** Opening EXTRACTED MATERIAL block **

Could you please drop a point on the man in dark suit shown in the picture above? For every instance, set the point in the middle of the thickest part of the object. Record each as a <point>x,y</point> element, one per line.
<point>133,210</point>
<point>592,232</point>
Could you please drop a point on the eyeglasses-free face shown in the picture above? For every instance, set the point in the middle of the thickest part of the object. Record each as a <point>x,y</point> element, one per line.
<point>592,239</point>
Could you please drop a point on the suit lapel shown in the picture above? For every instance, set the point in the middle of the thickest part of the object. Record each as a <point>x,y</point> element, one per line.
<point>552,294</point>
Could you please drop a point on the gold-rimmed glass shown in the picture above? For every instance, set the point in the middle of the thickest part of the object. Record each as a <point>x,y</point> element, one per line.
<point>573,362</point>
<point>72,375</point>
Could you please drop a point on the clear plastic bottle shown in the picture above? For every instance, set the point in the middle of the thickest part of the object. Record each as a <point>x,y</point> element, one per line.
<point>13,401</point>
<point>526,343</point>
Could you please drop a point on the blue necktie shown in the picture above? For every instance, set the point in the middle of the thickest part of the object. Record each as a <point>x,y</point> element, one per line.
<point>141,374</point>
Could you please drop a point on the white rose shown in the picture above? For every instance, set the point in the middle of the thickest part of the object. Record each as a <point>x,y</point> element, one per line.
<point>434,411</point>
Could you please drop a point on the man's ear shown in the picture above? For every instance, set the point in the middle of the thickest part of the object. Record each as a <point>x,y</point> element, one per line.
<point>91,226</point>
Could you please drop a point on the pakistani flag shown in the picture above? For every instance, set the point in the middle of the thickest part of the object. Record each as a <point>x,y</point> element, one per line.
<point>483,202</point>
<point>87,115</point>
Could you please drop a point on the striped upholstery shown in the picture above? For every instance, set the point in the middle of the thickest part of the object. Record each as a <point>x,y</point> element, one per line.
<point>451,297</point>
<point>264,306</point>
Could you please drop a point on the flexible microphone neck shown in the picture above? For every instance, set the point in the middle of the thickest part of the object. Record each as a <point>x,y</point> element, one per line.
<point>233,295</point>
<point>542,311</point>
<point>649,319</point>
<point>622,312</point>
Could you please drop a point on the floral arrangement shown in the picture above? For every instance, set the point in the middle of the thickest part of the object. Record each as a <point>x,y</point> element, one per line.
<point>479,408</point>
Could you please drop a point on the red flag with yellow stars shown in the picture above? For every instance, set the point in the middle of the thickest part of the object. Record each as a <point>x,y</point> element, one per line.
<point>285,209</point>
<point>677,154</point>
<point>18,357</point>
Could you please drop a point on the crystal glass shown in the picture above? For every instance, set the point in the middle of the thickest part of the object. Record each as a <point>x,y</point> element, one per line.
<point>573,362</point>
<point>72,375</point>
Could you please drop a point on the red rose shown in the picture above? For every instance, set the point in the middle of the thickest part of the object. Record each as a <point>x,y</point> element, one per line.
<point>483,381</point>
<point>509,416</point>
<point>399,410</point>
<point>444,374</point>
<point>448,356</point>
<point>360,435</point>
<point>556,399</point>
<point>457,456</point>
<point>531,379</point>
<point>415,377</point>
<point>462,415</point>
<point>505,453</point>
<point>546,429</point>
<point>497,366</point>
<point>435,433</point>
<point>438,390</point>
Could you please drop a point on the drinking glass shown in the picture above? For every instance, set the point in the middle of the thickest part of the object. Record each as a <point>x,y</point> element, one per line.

** Closing EXTRACTED MATERIAL block **

▸ DIRECTIONS: In full and without error, retype the entries above.

▸ EXPECTED ANSWER:
Could you please drop a point on the man in dark suit shown in the picture above? For every instance, set the point in the middle of the thickest part of the object. Record each as a <point>x,y</point> element, one per line.
<point>133,210</point>
<point>592,232</point>
Could you please drop a point on the eyeglasses-free face shown in the picture above? For every instance, set the point in the middle of the thickest part of the object. Record each as a <point>x,y</point> element, one per line.
<point>592,239</point>
Could you please drop a point on the suit lapel shown in the picture above? For every instance, set the point in the middle of the thickest part of the object. Record each as a <point>x,y</point> element, one per line.
<point>552,294</point>
Could you please drop a point on the gold-rimmed glass shown in the picture above? For every instance, set the point in the middle of the thickest part of the object. Record each as a <point>x,y</point> element, one per line.
<point>573,362</point>
<point>72,375</point>
Could you please drop a point on the clear plastic bottle shown in the picture above? For every instance, set the point in the middle of the thickest part of the object. Record each as a <point>x,y</point> element, one per line.
<point>13,401</point>
<point>526,343</point>
Could you please drop a point on the blue necktie shown in the picture above? For every instance, set the point in the middle of the thickest part of the object. Record each as a <point>x,y</point> element, one per line.
<point>141,374</point>
Could you please drop a point on the white rose shown in the picture above? For every instance, set the point in the middle of the thickest part of the object. Record each as a <point>x,y</point> element, one per line.
<point>434,411</point>
Could you please drop a point on the man's ear shown in the picture above? For every instance, set the point in the middle of the thickest part of the object. Record each as a <point>x,y</point> element, one per line.
<point>91,226</point>
Could you please drop a point on the pakistani flag shown in the picture above? For every instance, set the point in the middle of the thickest part of the object. Record each as a <point>x,y</point> element, one per line.
<point>483,202</point>
<point>87,115</point>
Could you please drop a point on the striped upholstery shown in the picture above? For every instance, set the point in the middle of the thickest part of the object. Record each as a <point>x,y</point> element, one per line.
<point>451,297</point>
<point>264,306</point>
Could you please drop a point on the flexible microphone neck shown in the picture above? For every instance, set the point in the middle of the thickest part of the object. Record each as a <point>x,y</point> element, one per line.
<point>233,295</point>
<point>542,311</point>
<point>649,319</point>
<point>622,312</point>
Could you please drop a point on the floral arrangement shown in the picture above? For every instance, set the point in the middle of the thickest part of the object. Record each as a <point>x,y</point> element, one per line.
<point>479,408</point>
Could you please drop a point on the red flag with yellow stars shown in the picture above? For every instance, set the point in the middle of the thickest part of the object. Record each as a <point>x,y</point> element, one per line.
<point>285,209</point>
<point>677,154</point>
<point>18,357</point>
Could you please drop a point on the crystal glass shown in the picture above? For every instance, set the point in the middle of the thickest part of the object. Record each as a <point>x,y</point> element, one per line.
<point>573,362</point>
<point>72,375</point>
Could you please drop a point on the red rose shown in the picture above? For every instance, set the point in the middle of the thickest part of the object. Record each as a <point>x,y</point> element, one per line.
<point>483,381</point>
<point>509,416</point>
<point>399,410</point>
<point>444,374</point>
<point>448,356</point>
<point>360,435</point>
<point>556,399</point>
<point>457,456</point>
<point>531,379</point>
<point>415,377</point>
<point>462,415</point>
<point>505,453</point>
<point>546,429</point>
<point>497,366</point>
<point>435,433</point>
<point>438,390</point>
Could you please drop a point on the drinking glass shown in the picture above? For every instance, set the point in the middle of the thickest part of the object. Record each as a <point>x,y</point> element, one per line.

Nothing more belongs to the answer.